[Bounding box annotation entries]

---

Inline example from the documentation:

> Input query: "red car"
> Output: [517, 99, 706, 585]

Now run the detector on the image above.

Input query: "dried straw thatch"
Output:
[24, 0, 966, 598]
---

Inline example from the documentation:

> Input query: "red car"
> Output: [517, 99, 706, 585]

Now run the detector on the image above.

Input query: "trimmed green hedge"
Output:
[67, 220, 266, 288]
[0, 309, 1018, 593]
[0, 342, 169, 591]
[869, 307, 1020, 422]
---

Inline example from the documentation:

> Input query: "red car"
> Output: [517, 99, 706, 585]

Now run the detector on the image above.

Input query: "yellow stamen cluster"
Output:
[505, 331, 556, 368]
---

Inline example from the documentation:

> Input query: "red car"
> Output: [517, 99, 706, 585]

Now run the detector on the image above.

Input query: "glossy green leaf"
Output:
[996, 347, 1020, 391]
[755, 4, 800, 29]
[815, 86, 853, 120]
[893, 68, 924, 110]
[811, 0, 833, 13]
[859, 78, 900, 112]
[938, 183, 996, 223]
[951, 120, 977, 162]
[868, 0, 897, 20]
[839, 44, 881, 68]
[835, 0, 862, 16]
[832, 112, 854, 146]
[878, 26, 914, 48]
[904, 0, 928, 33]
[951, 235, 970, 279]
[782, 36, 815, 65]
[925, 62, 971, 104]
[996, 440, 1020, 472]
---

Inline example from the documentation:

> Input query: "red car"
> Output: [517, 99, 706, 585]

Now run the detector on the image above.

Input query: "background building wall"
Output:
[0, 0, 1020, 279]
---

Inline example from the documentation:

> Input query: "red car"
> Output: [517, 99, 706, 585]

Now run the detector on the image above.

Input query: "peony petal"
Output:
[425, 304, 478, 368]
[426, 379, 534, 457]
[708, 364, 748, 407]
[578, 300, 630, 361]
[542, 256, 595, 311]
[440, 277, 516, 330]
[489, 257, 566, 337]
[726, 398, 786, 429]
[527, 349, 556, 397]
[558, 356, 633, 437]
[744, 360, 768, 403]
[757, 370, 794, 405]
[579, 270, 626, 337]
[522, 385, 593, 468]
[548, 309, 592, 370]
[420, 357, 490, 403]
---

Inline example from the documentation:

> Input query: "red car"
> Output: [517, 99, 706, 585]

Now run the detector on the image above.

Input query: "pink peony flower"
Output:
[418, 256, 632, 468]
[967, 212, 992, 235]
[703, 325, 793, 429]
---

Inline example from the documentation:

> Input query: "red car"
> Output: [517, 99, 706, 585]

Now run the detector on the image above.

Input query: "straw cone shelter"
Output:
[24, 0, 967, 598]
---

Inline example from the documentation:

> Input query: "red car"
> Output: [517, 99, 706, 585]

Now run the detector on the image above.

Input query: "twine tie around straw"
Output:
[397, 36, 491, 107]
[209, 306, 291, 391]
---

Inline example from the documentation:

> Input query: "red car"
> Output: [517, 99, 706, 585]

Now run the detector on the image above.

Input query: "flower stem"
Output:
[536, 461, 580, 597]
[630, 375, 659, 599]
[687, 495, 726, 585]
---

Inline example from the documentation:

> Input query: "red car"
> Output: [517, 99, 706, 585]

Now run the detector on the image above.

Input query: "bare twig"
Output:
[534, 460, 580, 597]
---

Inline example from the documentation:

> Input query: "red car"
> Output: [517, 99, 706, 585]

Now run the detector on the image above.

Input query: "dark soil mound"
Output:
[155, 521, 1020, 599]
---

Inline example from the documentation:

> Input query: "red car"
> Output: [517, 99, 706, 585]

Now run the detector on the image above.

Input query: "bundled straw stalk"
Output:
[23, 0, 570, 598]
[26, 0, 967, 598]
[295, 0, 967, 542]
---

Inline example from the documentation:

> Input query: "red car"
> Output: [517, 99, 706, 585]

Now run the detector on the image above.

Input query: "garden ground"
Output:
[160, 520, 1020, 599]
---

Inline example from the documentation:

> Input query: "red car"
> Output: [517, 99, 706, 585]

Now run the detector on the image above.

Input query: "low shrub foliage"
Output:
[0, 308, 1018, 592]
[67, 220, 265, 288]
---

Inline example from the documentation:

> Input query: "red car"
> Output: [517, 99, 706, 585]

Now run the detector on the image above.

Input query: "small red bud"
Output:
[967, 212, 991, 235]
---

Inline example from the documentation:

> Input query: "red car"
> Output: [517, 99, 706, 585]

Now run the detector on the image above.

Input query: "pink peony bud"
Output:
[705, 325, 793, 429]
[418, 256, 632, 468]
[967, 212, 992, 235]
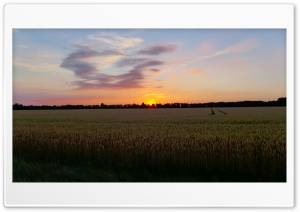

▶ _Task to complete_:
Count the lines of the records containing the word "green" and give only that number.

▶ _Task response_:
2